** Opening Extracted entries block **

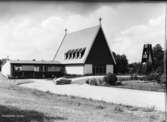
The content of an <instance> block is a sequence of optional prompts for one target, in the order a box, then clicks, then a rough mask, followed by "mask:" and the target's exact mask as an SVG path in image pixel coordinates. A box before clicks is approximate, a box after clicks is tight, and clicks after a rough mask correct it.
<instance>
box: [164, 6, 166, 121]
mask: <svg viewBox="0 0 167 122" xmlns="http://www.w3.org/2000/svg"><path fill="white" fill-rule="evenodd" d="M166 41H167V4H165V49H164V74H165V121H167V96H166V93H167V82H166V53H167V52H166V50H167V49H166V45H167V43H166Z"/></svg>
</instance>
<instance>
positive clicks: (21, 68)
mask: <svg viewBox="0 0 167 122" xmlns="http://www.w3.org/2000/svg"><path fill="white" fill-rule="evenodd" d="M14 70H15V71H21V70H22V66H15V67H14Z"/></svg>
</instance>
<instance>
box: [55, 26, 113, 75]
mask: <svg viewBox="0 0 167 122" xmlns="http://www.w3.org/2000/svg"><path fill="white" fill-rule="evenodd" d="M53 60H55V61H58V62H61V64H63V65H64V66H65V72H66V74H77V75H87V74H90V75H91V74H92V75H101V74H107V73H109V72H111V73H113V72H114V65H115V64H116V61H115V58H114V56H113V54H112V52H111V50H110V48H109V45H108V42H107V40H106V37H105V35H104V31H103V29H102V26H101V24H100V25H97V26H94V27H90V28H86V29H83V30H79V31H77V32H72V33H67V30H65V35H64V38H63V40H62V42H61V44H60V46H59V48H58V50H57V52H56V54H55V56H54V58H53Z"/></svg>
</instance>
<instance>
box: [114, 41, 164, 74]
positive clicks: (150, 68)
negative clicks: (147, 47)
mask: <svg viewBox="0 0 167 122" xmlns="http://www.w3.org/2000/svg"><path fill="white" fill-rule="evenodd" d="M152 51H153V63H151V64H147V65H143V64H142V63H141V62H135V63H130V64H129V63H128V59H127V57H126V55H124V54H123V55H120V54H116V53H115V52H113V55H114V57H115V60H116V63H117V64H116V65H115V73H116V74H149V73H151V72H156V73H158V74H163V72H164V53H165V51H164V50H163V48H162V47H161V45H160V44H156V45H155V46H154V47H153V49H152Z"/></svg>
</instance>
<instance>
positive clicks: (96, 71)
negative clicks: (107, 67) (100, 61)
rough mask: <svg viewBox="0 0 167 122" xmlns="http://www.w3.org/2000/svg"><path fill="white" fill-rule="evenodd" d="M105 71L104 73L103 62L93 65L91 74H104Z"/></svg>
mask: <svg viewBox="0 0 167 122" xmlns="http://www.w3.org/2000/svg"><path fill="white" fill-rule="evenodd" d="M105 73H106V65H105V64H98V65H93V74H105Z"/></svg>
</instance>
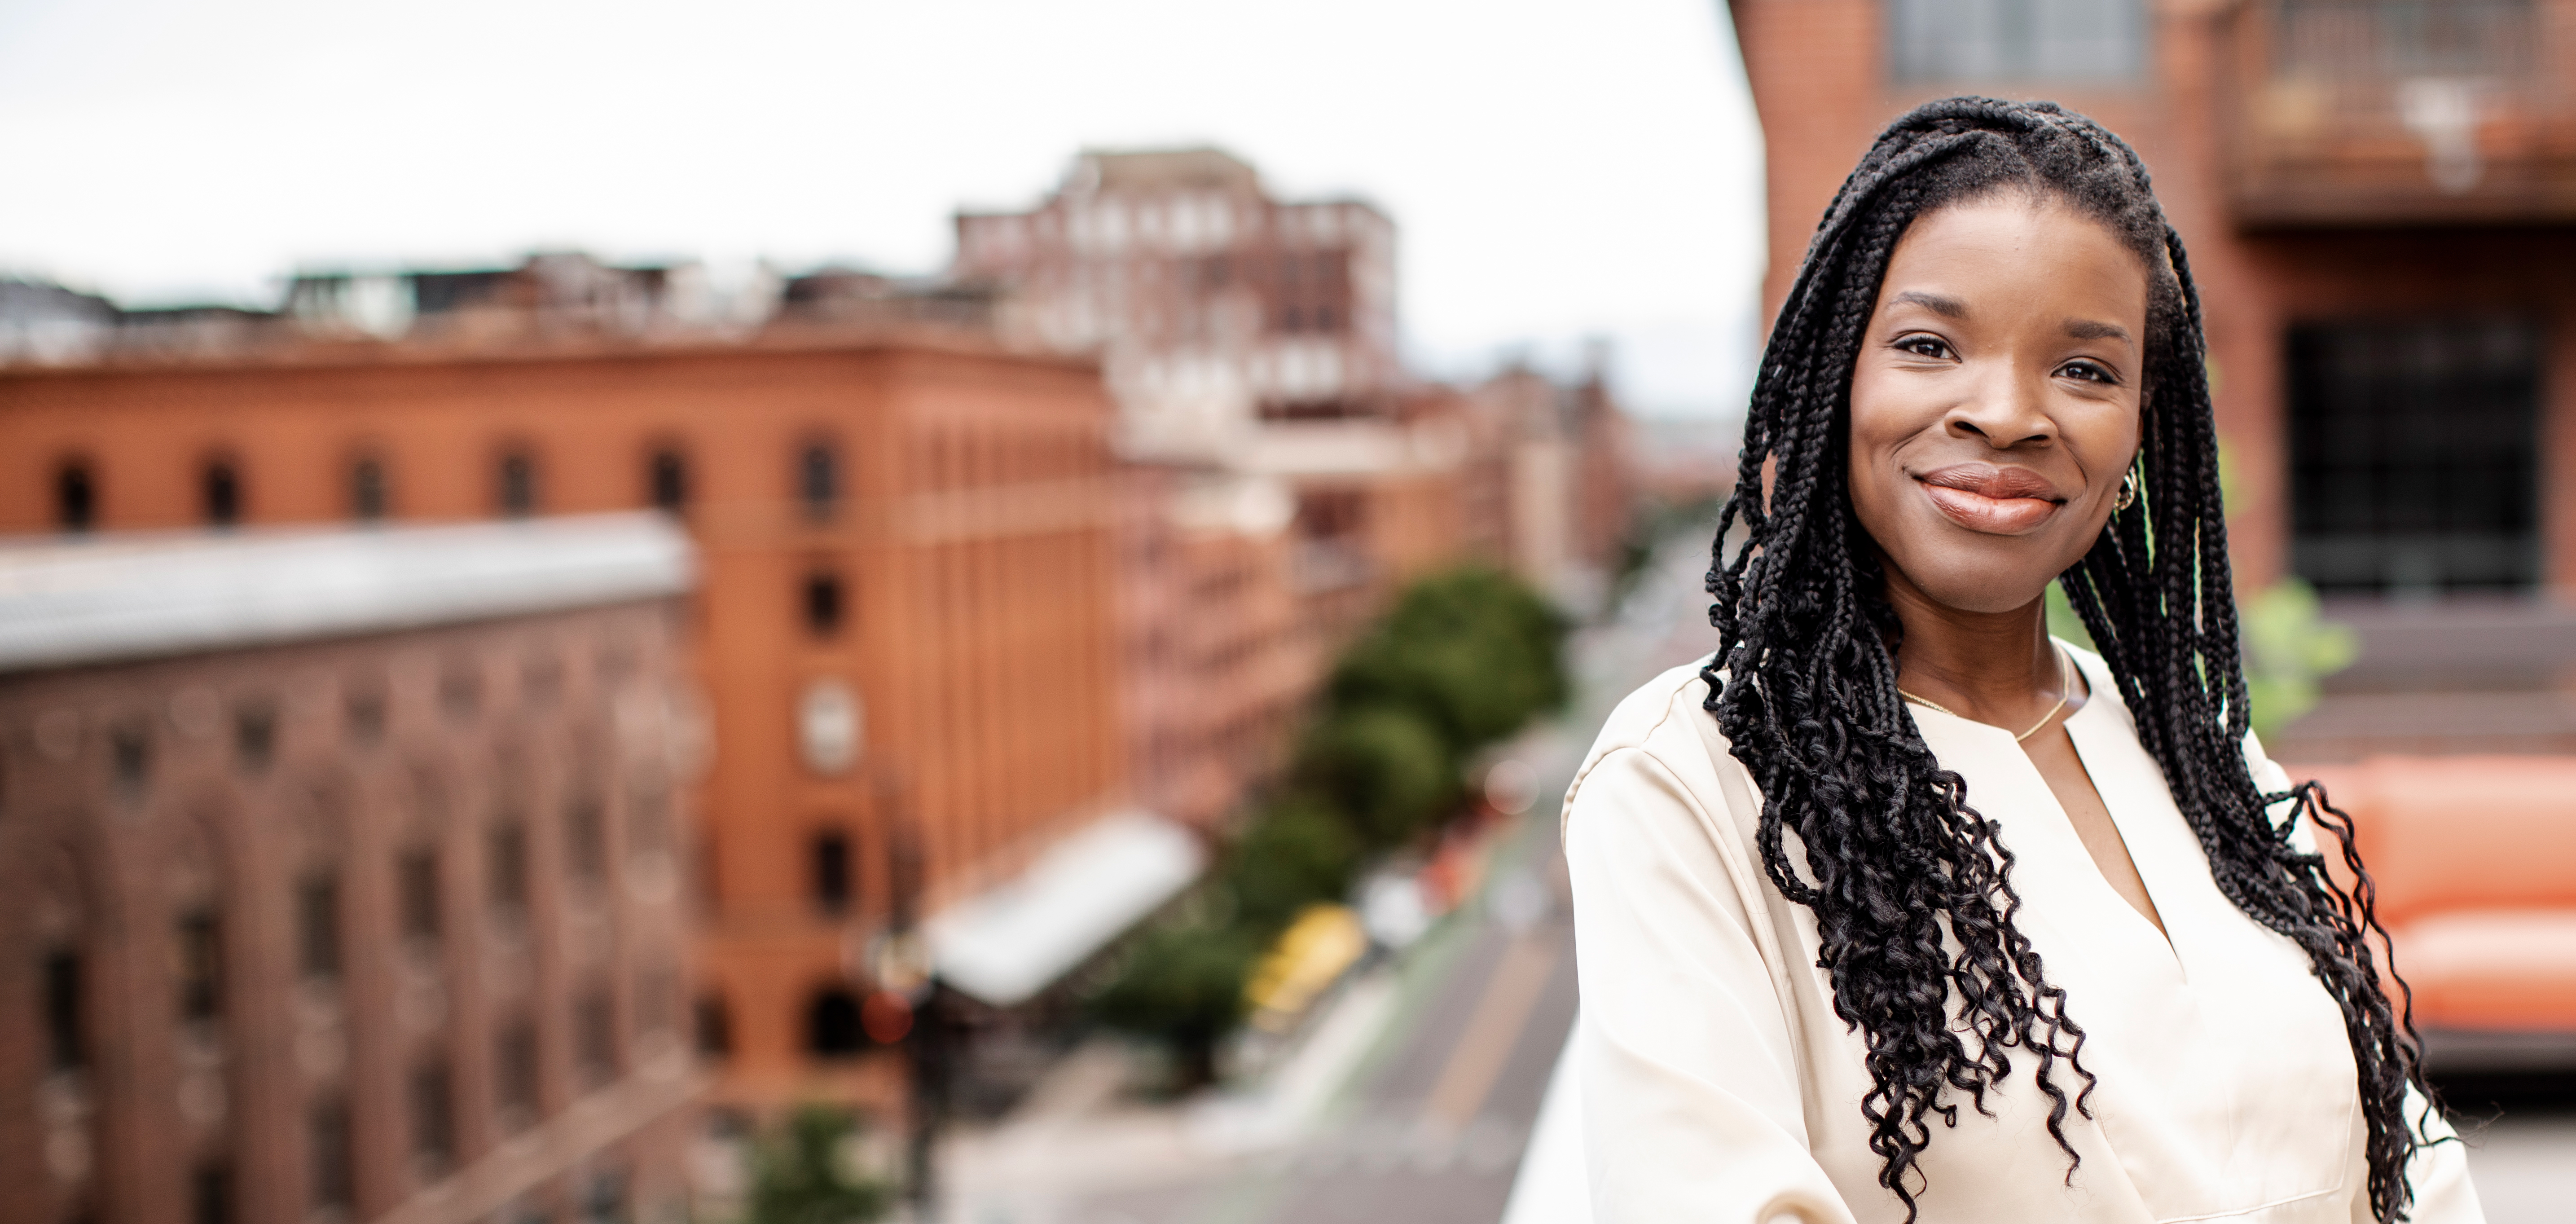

** Closing Extracted entries block **

▸ Action item: Once the pictures are removed, return the entries exactly as they stand.

▸ Written response:
The content of an <instance> block is a sequence of optional prompts for one target, in the order a box, then clicks, then a rough mask, followed by "mask:" and the target's exact mask as an SVG path in image pixel coordinates. A box before clicks is approximate, a box after clicks is tight, and clicks after a rough mask correct it.
<instance>
box: [164, 6, 166, 121]
mask: <svg viewBox="0 0 167 122" xmlns="http://www.w3.org/2000/svg"><path fill="white" fill-rule="evenodd" d="M166 41H167V4H165V49H164V74H165V121H167V96H166V93H167V82H166V53H167V52H166V50H167V49H166V45H167V43H166Z"/></svg>
</instance>
<instance>
positive clicks: (21, 68)
mask: <svg viewBox="0 0 167 122" xmlns="http://www.w3.org/2000/svg"><path fill="white" fill-rule="evenodd" d="M14 70H15V71H21V70H22V66H15V67H14Z"/></svg>
</instance>
<instance>
box: [55, 26, 113, 75]
mask: <svg viewBox="0 0 167 122" xmlns="http://www.w3.org/2000/svg"><path fill="white" fill-rule="evenodd" d="M53 60H55V61H58V62H61V64H63V65H64V66H65V72H66V74H77V75H87V74H90V75H91V74H92V75H101V74H107V73H109V72H111V73H113V72H114V65H115V64H116V61H115V58H114V56H113V54H112V52H111V50H110V48H109V45H108V42H107V40H106V37H105V35H104V31H103V29H102V26H101V24H100V25H97V26H94V27H90V28H86V29H83V30H79V31H77V32H72V33H67V30H65V35H64V38H63V40H62V42H61V44H60V46H59V48H58V50H57V52H56V54H55V56H54V58H53Z"/></svg>
</instance>
<instance>
box: [114, 41, 164, 74]
positive clicks: (150, 68)
negative clicks: (147, 47)
mask: <svg viewBox="0 0 167 122" xmlns="http://www.w3.org/2000/svg"><path fill="white" fill-rule="evenodd" d="M152 51H153V63H151V64H147V65H143V64H142V63H141V62H135V63H130V64H129V63H128V59H127V57H126V55H124V54H123V55H120V54H116V53H115V52H113V55H114V57H115V60H116V63H117V64H116V65H115V73H116V74H149V73H151V72H156V73H158V74H163V72H164V53H165V51H164V50H163V48H162V47H161V45H160V44H156V45H155V46H154V47H153V49H152Z"/></svg>
</instance>
<instance>
positive clicks: (96, 71)
negative clicks: (107, 67) (100, 61)
rough mask: <svg viewBox="0 0 167 122" xmlns="http://www.w3.org/2000/svg"><path fill="white" fill-rule="evenodd" d="M105 71L104 73L103 62L93 65L91 74H104Z"/></svg>
mask: <svg viewBox="0 0 167 122" xmlns="http://www.w3.org/2000/svg"><path fill="white" fill-rule="evenodd" d="M105 73H106V65H105V64H98V65H93V74H105Z"/></svg>
</instance>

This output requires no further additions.